Problems to work on
- A) In the essay below, how far into Kung Fu Panda did Grace ask to go home?
- B) Do these statements agree with the essay below? (i) The writer enjoys spontaneity. (ii) Grace is two years old. (iii) After leaving the movie, the writer and Grace had lunch together. Answer yes or no for each and quote the words from the essay that decide it.
- C) Return the stretch of the essay below from "I’m a planner." through "tendency to worry.", copied word for word.

Source extract
I’m a planner. I like organization. I love plastic tubs with labels, checklists, and things done in advance. I don’t like surprises, uncertainty, or spontaneity and I absolutely hate the phrase “one day at a time.” As long as I get my way, I’m pretty easy-going and not easily fazed — if I don’t get my way I have a tendency to worry.
To say I worry a lot these days would be an understatement. On good days I worry, on bad I know fear. The difference between a good day and a bad is primarily determined by how tired I am, whether I have the energy to keep myself in this day and no other.
Last night I was reading about a family who had a daughter born with severe physical disabilities. The father wrote:
“…we were stuck…in despair…in fear….Most importantly, stuck in an unknown territory where our attitudes and beliefs hadn’t adapted to the landscape. We finally reached a point where the pain became unbearable. We were left with no choice but to look within ourselves to change the beliefs and expectations that trapped us in fear and anxiety….We realized that we could become more connected to and effective with Nikki if we were able to replace our fear and anxiety with happiness and peace of mind by letting go of any expectations we had for her.”
It’s awfully hard not to have expectations for your kids, that’s part of the fun. While pregnant, you’re “expecting” — true in more ways than one. I can see the logic in letting go of expectations, and I’m working on that with Grace. She’s an active but stubborn two-year old. On our way to her first movie yesterday I gave myself the pep talk, “it’s her first movie, she might not like it, you may not see the whole film, you may not see any of it and be out ten bucks.” When the novelty of Kung Fu Panda wore off forty minutes into the film and she asked to go home, we left, went and had a nice lunch together and counted the day a great success.
But with a child diagnosed as Hope has been, letting go feels a lot more like giving up, or giving in. And what about my expectations for myself? I guess those two are just going to have to take a little longer.

Information shown
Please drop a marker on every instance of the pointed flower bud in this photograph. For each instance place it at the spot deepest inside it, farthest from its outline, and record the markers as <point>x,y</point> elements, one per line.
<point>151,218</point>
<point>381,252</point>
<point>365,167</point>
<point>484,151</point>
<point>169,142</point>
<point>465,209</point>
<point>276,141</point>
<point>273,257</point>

--

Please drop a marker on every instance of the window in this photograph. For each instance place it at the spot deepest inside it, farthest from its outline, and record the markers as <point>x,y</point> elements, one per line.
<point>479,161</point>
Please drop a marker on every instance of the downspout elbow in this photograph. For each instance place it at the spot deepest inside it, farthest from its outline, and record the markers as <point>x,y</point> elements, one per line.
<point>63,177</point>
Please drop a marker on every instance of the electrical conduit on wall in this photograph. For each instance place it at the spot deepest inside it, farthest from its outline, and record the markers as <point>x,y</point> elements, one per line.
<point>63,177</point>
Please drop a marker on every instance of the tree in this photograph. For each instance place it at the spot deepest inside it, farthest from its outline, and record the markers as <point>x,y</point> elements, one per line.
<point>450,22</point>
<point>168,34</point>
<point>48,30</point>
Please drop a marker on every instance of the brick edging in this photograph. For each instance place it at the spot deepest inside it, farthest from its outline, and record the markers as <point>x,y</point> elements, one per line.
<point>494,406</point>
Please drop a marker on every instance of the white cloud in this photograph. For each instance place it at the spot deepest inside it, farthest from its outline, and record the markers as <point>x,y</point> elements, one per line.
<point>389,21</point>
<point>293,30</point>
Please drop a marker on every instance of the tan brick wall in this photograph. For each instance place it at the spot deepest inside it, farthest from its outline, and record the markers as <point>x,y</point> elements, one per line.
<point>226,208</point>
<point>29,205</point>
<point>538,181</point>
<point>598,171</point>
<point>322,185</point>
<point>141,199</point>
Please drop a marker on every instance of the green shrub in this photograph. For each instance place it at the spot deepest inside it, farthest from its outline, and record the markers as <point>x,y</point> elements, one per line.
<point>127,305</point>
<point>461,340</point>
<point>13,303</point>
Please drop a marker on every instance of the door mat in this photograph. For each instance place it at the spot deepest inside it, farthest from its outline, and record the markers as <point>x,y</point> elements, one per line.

Outputs by task
- A) Forty minutes into the film.

- B)
(i) No: "I don’t like surprises, uncertainty, or spontaneity"
(ii) Yes: "She’s an active but stubborn two-year old."
(iii) Yes: "we left, went and had a nice lunch together"

- C)
I’m a planner. I like organization. I love plastic tubs with labels, checklists, and things done in advance. I don’t like surprises, uncertainty, or spontaneity and I absolutely hate the phrase “one day at a time.” As long as I get my way, I’m pretty easy-going and not easily fazed — if I don’t get my way I have a tendency to worry.